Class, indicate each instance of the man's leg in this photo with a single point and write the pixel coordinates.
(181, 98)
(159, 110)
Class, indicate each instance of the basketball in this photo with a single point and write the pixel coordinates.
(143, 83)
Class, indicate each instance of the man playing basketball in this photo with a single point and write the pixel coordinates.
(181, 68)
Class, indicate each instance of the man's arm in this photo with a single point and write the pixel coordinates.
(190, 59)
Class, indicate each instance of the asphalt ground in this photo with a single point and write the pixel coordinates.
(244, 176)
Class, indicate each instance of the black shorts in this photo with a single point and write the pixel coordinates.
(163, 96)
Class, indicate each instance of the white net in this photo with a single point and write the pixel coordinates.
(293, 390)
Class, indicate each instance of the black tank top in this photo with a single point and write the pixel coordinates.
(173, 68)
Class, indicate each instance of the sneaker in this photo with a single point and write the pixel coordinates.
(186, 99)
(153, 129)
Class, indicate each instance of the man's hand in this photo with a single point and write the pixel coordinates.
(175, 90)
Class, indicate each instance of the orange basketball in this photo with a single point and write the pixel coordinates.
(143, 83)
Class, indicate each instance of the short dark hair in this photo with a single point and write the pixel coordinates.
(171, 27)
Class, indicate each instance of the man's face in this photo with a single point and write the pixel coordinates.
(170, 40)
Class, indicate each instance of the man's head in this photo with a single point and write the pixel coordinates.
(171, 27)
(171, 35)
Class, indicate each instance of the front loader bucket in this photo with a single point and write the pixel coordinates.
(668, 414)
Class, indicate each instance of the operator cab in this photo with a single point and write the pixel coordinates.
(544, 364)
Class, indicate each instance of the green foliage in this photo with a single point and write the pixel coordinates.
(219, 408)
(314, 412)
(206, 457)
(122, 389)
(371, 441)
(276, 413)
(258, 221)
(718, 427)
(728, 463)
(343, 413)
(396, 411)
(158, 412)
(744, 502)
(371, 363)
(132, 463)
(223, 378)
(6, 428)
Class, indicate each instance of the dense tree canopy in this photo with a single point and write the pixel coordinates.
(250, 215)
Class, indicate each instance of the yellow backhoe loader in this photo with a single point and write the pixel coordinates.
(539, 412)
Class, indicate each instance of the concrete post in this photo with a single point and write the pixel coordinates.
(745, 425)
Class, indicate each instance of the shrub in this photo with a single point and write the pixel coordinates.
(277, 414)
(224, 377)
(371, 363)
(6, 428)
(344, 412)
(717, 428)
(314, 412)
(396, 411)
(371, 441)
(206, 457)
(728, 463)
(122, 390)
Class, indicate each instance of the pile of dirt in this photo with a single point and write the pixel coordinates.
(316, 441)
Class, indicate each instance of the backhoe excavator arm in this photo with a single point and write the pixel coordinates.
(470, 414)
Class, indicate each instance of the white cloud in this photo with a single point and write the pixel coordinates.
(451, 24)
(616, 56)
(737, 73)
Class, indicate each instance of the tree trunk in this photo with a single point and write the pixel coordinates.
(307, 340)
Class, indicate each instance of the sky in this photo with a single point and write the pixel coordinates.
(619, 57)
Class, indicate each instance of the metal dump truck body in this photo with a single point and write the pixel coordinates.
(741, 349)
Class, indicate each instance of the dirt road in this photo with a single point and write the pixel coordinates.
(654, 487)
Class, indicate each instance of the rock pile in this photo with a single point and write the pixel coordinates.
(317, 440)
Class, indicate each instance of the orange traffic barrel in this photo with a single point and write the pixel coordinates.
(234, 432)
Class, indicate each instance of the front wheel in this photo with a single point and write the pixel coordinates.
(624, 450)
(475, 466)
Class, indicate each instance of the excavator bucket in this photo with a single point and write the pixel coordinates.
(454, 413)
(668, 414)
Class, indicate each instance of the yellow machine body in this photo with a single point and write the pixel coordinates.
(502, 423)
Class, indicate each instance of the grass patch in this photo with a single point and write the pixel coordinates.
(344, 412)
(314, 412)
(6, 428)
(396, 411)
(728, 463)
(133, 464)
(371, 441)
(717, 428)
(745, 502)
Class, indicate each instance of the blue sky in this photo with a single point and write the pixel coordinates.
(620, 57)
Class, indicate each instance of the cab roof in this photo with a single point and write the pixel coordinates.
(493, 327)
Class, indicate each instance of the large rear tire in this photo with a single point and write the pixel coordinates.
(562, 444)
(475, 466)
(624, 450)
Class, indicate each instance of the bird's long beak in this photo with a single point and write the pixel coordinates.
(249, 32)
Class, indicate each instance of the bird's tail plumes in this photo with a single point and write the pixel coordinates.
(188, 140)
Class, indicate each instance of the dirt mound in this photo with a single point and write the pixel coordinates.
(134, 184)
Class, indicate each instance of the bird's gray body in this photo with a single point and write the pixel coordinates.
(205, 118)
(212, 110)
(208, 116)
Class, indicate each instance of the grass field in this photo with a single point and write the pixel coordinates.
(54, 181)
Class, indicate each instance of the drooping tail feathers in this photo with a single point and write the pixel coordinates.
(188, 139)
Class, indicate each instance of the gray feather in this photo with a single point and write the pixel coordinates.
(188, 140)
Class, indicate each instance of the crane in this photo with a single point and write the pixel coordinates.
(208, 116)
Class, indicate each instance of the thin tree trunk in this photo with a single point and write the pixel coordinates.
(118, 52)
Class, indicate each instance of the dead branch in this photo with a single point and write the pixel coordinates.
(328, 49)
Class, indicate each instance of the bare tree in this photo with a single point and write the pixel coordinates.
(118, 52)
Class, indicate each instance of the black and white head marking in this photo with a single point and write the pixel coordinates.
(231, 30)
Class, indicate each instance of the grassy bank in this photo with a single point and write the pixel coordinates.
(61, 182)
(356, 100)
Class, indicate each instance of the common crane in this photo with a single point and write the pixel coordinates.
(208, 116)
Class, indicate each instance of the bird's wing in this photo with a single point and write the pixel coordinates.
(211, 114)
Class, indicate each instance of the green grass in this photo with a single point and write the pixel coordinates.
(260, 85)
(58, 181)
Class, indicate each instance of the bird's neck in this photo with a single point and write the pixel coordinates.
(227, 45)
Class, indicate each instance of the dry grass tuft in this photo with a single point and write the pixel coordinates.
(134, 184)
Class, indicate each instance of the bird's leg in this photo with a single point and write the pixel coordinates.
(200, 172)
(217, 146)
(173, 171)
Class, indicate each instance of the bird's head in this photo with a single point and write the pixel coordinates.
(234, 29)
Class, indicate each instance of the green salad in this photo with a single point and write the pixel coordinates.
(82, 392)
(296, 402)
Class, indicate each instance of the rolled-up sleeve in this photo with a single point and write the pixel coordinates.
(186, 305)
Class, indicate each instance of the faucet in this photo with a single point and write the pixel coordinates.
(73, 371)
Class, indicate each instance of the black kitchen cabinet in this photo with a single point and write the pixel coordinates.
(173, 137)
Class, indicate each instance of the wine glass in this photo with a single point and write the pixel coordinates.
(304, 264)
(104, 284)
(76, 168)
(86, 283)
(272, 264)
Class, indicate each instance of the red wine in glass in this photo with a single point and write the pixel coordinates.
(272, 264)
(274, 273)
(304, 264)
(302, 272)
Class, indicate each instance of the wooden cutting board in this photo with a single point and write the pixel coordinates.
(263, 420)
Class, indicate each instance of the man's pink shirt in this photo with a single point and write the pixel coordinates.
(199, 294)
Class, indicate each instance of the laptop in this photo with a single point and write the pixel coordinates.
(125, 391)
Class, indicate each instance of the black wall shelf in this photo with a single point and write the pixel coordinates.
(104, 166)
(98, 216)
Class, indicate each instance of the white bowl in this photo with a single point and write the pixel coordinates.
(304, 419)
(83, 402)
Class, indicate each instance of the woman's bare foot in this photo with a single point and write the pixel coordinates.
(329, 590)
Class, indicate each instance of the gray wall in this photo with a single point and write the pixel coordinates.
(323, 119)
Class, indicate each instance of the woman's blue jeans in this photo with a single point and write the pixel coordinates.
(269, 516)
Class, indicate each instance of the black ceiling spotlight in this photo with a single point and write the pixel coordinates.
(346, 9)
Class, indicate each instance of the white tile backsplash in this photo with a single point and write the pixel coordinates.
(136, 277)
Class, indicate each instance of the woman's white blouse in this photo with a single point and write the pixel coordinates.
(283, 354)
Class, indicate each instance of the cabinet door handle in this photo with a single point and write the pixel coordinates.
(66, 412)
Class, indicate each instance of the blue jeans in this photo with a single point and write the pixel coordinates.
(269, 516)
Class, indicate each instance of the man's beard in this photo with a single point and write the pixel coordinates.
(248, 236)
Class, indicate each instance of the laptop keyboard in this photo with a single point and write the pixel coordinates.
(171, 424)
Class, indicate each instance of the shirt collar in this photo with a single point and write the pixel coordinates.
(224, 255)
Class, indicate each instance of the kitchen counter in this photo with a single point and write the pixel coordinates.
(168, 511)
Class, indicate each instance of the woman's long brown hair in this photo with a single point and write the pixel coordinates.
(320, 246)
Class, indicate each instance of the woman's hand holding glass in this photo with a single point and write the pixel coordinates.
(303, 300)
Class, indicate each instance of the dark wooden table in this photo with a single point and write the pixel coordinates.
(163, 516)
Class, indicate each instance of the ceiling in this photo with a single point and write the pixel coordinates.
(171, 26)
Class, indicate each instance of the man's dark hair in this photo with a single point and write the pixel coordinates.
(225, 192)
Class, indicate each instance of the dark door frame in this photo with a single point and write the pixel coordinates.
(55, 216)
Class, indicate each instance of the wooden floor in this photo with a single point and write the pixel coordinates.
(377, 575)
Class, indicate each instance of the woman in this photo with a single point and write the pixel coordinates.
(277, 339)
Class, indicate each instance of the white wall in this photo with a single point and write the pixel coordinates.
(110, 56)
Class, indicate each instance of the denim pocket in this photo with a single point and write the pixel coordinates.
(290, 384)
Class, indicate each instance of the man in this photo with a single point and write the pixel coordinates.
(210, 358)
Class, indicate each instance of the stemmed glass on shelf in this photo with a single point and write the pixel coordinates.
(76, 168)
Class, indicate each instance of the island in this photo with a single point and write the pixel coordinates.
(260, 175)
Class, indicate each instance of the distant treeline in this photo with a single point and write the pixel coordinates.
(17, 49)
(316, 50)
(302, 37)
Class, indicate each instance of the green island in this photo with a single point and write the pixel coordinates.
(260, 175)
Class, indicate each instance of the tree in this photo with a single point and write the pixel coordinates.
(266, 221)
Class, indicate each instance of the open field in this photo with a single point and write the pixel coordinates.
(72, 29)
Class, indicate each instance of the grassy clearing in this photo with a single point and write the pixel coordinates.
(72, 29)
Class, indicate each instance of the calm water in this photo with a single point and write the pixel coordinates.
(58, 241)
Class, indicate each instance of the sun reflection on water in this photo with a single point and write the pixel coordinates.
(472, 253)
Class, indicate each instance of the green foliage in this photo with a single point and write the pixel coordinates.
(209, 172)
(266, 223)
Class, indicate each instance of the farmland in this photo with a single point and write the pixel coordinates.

============

What to work on:
Using the records above, please retype only the run of lines from the line holding "Class, indicate each instance of the sun" through the last line, both ends included.

Task output:
Class, indicate each instance of the sun reflection on water in this photo with a single point and write the pixel coordinates.
(472, 253)
Class, indicate each instance of the green foliage in this photo with a single point and write the pixel coordinates.
(209, 172)
(266, 223)
Class, indicate each instance of the farmland in this photo with a single point and write the pixel coordinates.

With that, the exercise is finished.